MATERIAL PROVIDED below:

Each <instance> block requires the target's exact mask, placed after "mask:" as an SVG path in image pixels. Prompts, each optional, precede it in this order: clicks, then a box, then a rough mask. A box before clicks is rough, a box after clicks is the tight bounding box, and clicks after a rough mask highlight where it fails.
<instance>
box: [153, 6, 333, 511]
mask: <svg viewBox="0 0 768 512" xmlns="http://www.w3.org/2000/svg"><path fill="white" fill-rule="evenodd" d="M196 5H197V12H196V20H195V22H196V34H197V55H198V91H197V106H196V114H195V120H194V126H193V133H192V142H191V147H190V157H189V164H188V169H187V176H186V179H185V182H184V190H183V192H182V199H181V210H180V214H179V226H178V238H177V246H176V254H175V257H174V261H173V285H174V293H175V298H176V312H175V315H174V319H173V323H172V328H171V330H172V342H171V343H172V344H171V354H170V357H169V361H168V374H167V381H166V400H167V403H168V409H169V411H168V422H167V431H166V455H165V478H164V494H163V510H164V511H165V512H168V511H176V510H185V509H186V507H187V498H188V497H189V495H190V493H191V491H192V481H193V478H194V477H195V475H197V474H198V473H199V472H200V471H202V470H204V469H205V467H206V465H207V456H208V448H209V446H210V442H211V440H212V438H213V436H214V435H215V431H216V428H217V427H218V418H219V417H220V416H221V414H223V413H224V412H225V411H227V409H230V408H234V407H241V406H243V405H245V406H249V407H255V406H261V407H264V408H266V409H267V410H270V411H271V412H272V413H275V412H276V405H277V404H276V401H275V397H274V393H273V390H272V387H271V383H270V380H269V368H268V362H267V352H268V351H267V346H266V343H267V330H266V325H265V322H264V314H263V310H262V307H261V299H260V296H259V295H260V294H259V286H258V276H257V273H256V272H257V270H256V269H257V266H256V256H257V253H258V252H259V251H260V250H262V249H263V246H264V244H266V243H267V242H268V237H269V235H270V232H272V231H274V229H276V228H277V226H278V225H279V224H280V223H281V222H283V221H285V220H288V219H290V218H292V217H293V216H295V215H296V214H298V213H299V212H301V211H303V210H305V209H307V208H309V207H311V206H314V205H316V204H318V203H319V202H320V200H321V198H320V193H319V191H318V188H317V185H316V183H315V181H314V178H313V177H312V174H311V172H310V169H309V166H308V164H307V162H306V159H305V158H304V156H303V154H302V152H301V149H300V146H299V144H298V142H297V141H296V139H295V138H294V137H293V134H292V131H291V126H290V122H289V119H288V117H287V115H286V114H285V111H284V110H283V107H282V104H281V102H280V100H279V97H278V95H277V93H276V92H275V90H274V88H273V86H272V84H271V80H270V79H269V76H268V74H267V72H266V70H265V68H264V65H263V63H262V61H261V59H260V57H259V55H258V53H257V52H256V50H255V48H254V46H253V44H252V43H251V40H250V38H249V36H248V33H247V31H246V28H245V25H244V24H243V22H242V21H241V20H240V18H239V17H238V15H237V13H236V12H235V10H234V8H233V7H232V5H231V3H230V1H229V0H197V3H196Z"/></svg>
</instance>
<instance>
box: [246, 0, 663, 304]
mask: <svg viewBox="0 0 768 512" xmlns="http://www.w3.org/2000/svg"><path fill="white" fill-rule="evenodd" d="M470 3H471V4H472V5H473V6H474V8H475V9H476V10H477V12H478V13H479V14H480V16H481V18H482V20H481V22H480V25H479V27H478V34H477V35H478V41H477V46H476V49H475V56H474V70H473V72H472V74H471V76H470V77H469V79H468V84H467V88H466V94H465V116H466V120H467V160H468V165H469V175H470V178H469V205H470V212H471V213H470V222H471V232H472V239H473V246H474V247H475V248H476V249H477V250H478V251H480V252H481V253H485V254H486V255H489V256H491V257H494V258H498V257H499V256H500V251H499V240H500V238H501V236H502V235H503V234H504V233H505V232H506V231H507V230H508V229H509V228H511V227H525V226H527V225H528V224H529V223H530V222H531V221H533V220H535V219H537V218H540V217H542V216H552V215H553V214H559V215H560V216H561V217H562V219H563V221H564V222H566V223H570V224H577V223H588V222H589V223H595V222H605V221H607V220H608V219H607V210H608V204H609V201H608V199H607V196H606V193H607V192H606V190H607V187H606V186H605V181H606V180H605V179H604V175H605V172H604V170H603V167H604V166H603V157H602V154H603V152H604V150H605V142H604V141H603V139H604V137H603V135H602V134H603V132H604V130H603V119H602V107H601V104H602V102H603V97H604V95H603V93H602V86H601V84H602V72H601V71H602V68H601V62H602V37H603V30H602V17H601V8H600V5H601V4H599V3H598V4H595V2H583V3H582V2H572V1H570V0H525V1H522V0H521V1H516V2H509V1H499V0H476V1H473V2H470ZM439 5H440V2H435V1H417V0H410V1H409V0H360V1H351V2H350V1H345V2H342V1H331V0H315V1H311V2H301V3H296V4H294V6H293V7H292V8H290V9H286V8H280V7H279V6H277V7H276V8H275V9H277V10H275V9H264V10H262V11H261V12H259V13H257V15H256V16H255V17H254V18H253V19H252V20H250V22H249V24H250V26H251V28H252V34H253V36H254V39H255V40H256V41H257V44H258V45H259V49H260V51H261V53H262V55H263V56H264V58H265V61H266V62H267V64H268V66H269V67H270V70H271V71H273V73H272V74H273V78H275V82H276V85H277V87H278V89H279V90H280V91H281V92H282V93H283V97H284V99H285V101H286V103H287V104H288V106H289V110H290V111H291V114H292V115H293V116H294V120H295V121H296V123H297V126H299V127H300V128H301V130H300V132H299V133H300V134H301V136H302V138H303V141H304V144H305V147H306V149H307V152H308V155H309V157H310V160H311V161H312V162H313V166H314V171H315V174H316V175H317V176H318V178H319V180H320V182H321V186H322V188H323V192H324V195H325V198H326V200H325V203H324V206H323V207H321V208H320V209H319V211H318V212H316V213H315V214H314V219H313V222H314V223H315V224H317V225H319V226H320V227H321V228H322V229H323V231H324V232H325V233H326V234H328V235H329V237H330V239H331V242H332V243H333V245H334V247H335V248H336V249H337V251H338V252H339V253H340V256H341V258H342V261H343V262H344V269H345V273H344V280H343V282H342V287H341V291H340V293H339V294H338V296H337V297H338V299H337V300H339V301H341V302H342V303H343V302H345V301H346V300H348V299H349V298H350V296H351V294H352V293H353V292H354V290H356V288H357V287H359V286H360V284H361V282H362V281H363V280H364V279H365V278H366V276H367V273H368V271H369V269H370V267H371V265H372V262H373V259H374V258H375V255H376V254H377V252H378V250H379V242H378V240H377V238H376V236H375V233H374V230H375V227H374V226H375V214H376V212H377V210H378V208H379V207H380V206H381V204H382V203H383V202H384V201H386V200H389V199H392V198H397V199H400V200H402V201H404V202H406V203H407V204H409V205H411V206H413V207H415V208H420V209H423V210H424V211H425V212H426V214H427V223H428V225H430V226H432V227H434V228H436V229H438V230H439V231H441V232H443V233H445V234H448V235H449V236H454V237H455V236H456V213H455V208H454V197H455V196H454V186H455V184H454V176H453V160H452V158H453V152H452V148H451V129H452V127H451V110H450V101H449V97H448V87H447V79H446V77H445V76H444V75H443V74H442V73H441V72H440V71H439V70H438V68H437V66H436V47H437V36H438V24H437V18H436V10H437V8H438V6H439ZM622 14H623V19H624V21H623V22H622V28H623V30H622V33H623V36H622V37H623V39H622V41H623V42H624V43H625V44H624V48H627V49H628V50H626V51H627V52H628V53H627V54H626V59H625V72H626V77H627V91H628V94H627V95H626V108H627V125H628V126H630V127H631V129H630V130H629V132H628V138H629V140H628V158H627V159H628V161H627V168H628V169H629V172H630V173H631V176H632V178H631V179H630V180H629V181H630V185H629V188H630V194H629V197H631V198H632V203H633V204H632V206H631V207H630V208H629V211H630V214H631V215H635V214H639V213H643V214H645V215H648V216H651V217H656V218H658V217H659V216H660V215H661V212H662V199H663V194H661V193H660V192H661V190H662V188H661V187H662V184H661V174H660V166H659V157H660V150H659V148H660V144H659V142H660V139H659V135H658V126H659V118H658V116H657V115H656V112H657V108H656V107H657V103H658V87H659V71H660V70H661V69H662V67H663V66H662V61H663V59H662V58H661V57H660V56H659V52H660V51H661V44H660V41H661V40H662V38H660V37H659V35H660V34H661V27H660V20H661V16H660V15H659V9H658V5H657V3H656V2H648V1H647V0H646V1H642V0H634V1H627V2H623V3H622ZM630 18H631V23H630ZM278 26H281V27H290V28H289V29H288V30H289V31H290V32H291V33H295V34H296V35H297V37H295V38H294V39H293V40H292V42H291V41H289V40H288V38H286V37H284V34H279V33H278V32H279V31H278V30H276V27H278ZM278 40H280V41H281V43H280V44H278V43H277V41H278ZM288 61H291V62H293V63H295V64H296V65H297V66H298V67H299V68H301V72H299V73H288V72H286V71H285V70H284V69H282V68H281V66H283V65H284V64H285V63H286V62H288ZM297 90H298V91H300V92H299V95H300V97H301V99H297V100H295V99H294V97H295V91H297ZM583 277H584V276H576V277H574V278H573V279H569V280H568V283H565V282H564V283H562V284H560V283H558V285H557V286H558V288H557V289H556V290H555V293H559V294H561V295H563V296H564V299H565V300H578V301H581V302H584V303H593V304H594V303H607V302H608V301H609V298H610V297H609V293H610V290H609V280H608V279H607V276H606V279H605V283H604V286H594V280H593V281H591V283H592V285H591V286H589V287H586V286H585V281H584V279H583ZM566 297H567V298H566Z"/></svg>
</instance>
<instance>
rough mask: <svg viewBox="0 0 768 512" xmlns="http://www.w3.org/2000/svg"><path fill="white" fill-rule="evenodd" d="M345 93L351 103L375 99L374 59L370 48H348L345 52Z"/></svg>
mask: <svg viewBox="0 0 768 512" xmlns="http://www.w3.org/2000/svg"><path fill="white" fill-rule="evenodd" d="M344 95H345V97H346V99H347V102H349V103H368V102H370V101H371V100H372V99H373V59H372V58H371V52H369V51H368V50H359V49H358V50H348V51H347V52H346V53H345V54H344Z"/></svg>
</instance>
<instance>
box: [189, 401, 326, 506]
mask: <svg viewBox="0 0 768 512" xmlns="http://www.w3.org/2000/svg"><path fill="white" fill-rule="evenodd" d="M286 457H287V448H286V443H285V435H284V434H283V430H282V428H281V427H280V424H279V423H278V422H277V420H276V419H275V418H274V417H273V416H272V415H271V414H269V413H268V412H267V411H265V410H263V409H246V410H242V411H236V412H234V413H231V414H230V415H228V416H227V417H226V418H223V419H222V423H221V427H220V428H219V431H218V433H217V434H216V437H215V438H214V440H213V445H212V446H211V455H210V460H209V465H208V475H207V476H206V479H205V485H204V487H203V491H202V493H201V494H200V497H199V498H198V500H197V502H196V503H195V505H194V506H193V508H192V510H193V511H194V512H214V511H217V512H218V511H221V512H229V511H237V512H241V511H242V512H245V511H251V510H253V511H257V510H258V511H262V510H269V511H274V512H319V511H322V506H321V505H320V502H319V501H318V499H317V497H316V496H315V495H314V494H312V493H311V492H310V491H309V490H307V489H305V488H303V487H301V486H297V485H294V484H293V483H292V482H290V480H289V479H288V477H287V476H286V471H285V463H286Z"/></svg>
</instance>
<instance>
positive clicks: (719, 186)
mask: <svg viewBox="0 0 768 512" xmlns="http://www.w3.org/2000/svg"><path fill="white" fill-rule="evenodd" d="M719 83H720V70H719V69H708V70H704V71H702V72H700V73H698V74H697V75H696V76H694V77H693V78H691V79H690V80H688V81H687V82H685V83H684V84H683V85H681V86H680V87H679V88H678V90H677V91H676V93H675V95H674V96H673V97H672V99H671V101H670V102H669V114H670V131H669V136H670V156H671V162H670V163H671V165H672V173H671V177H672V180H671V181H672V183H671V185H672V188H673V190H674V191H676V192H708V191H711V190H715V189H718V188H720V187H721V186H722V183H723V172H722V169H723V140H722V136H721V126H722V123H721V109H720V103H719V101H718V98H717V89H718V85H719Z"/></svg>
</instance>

End of MATERIAL PROVIDED.

§ INSTRUCTIONS FOR THE TASK:
Copy each line of the data that contains the word "clicks".

§ ANSWER TO THE EXERCISE:
Each <instance> block requires the target's exact mask, placed after "mask:" as an SVG path in image pixels. Prompts, each optional, precede it in this order: clicks, then a box, then a rough mask. A box before clicks is rough, a box after clicks is the tight bounding box, and clicks after a rough mask highlight where it fails.
positive clicks: (719, 186)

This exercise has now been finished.